--- Challenge ---
Copy the stretch of data from the line containing "Reviewer note: every instance of the cluster" through the line containing "Query: cluster of trees", both of those lines included, with every character unchanged.

--- Records to use ---
-*-

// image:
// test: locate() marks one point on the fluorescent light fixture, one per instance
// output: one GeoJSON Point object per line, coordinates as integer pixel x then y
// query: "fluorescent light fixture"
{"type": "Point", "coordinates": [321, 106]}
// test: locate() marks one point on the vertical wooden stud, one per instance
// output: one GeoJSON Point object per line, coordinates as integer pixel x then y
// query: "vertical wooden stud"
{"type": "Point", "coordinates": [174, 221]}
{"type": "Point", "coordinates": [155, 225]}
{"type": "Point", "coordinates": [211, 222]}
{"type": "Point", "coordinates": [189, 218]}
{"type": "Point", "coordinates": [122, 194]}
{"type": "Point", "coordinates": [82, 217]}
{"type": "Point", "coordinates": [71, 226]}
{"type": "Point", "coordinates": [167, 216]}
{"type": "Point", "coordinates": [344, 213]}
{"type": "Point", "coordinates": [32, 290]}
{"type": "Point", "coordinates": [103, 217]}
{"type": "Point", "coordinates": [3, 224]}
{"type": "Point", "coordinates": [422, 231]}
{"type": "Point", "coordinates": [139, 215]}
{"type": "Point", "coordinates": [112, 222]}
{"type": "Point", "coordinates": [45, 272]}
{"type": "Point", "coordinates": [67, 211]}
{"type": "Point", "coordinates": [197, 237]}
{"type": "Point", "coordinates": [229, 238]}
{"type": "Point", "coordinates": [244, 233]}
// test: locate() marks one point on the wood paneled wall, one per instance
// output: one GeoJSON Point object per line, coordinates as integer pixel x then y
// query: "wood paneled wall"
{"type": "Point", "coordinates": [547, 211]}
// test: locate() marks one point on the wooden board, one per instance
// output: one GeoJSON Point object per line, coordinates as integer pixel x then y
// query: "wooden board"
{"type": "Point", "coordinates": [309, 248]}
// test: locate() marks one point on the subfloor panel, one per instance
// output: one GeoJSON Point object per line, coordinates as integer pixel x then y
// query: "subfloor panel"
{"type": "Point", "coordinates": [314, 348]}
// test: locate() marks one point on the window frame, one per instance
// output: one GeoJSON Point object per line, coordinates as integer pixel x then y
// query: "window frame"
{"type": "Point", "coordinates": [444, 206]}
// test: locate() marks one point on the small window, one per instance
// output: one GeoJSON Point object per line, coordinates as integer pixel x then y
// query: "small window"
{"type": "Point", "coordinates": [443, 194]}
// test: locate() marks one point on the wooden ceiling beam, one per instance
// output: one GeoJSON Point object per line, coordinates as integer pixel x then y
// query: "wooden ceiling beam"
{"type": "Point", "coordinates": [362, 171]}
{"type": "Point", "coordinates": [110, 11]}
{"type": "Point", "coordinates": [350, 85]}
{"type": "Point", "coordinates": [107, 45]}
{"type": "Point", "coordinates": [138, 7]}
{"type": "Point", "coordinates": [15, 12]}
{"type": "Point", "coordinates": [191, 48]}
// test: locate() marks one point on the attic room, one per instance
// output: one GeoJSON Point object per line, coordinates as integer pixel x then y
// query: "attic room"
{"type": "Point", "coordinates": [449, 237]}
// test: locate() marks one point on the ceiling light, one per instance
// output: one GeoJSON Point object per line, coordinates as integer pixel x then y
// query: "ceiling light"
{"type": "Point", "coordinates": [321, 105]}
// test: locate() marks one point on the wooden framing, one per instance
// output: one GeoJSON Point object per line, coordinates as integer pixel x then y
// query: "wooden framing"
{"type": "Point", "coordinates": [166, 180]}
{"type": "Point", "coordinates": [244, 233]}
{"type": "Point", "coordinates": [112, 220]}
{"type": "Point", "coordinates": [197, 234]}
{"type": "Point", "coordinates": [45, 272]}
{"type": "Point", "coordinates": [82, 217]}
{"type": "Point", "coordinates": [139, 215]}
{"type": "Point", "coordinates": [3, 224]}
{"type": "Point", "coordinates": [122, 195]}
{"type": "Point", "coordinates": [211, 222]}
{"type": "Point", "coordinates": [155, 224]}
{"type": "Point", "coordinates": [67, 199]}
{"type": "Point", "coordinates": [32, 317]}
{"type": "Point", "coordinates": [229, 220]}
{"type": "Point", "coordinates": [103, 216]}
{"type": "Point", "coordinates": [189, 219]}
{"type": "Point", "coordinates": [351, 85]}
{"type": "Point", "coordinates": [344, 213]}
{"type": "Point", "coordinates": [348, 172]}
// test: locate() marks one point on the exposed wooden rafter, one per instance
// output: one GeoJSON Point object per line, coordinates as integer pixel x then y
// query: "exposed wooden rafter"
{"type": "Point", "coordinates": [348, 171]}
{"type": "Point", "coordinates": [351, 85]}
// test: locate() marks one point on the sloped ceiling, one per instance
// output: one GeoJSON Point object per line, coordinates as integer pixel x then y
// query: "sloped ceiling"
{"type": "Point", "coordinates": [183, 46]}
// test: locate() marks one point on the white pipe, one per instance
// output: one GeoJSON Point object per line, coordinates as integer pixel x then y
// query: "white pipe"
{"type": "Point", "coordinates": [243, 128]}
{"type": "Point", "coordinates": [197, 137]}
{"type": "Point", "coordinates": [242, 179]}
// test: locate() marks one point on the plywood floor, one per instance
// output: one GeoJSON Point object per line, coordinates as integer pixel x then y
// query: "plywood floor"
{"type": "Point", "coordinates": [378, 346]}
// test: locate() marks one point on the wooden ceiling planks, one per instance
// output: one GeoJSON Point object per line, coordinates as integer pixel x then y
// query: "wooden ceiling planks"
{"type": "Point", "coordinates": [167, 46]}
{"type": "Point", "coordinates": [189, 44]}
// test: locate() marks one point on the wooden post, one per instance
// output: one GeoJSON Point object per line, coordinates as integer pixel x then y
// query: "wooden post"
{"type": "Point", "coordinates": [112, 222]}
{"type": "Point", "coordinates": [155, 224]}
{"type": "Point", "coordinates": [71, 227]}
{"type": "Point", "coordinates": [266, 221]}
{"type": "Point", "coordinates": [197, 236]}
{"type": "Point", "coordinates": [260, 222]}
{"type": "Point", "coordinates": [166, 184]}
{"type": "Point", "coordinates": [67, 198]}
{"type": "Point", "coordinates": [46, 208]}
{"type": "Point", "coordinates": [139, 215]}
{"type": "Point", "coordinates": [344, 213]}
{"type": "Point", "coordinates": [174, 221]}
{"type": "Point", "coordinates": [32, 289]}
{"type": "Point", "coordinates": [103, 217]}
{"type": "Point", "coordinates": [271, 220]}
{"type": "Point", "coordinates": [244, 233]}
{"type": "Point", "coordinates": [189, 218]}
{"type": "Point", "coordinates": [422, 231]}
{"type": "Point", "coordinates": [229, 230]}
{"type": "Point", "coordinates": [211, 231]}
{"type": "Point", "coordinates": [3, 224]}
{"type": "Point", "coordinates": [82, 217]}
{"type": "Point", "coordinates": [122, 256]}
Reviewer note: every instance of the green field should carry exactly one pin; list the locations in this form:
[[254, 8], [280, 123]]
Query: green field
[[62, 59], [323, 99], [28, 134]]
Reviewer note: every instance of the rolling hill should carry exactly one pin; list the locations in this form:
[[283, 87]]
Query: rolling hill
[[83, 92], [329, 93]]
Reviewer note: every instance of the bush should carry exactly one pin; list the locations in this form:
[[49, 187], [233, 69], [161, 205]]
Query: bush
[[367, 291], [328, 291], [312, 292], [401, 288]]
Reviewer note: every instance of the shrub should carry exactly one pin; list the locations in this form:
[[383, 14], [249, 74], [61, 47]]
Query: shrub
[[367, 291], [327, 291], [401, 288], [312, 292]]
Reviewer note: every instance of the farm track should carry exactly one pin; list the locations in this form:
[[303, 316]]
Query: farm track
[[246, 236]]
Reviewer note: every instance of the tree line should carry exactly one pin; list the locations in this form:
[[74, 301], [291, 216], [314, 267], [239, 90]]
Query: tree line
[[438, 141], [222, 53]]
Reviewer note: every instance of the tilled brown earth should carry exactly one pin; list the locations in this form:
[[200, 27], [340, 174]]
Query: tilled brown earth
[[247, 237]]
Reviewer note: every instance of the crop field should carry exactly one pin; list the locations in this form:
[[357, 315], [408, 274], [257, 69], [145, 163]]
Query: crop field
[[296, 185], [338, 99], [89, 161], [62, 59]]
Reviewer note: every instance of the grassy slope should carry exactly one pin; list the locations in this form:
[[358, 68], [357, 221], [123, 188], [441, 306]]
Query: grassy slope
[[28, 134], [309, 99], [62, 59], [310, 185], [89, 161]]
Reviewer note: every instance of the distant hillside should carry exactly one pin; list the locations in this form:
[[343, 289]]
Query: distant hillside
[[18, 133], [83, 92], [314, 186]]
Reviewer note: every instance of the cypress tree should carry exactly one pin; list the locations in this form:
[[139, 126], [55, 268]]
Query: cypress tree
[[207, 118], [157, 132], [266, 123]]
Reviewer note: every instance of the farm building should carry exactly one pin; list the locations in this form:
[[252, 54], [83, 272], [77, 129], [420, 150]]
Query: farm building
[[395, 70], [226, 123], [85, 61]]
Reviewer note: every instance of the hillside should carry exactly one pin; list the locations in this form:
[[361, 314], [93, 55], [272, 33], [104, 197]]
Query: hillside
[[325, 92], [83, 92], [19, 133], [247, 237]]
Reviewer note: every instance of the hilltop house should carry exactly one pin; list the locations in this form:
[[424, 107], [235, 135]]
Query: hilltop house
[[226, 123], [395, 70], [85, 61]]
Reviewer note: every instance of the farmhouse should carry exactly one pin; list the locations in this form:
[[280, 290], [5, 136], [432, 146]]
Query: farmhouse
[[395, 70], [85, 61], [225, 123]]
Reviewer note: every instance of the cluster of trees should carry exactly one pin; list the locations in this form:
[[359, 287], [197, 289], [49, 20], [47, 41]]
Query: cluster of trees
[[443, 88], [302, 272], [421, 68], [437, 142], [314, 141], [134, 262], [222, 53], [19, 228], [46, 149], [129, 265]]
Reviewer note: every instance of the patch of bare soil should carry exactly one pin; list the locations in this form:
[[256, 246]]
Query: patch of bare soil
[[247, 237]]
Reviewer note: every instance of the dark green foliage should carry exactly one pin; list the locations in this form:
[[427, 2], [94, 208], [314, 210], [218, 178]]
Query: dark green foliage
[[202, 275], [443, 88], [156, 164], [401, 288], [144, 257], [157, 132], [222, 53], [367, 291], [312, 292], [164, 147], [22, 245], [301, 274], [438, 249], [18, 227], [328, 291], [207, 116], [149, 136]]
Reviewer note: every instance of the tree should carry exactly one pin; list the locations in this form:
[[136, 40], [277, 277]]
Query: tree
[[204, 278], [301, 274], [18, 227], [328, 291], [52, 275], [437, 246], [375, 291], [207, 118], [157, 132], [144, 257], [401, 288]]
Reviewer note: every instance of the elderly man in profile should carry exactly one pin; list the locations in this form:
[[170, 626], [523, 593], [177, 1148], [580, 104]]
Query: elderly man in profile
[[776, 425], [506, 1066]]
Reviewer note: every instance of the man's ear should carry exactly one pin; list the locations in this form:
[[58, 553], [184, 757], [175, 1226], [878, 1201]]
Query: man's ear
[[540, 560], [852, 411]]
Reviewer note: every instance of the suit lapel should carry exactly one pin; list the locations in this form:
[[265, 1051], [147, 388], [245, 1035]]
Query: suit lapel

-*-

--- Answer to this problem ---
Reviewer note: every instance of the cluster of trees should carry exactly one pin; list the locations in this form:
[[359, 287], [197, 289], [49, 20], [47, 41]]
Query: cluster of trees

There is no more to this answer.